Give the data below again exactly, and drop each picture from it.

━━━ Exercise materials

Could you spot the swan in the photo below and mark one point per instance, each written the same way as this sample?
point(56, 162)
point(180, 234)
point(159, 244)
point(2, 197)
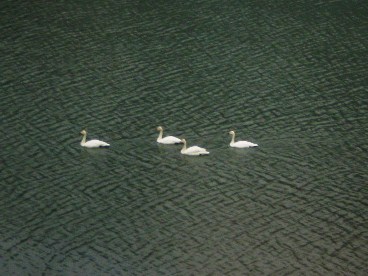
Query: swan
point(240, 144)
point(195, 150)
point(92, 143)
point(168, 140)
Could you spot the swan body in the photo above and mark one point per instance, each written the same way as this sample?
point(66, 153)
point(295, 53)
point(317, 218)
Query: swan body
point(240, 144)
point(168, 140)
point(92, 143)
point(194, 150)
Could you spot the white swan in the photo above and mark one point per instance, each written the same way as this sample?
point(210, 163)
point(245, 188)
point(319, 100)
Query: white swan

━━━━━━

# [Response area]
Could you spot the swan in the photo below and mark one point per instance, each written the same way as this sample?
point(56, 162)
point(180, 234)
point(159, 244)
point(2, 197)
Query: swan
point(240, 144)
point(195, 150)
point(92, 143)
point(168, 140)
Could you spot the swan body in the photo above and mark one point per instance, each written the same way as this sample?
point(66, 153)
point(295, 53)
point(317, 218)
Query: swan body
point(240, 144)
point(168, 140)
point(92, 143)
point(194, 150)
Could you spot the white swan in the photo above and mark one point per instance, each written the same way as this sample?
point(210, 163)
point(245, 188)
point(319, 100)
Query: white swan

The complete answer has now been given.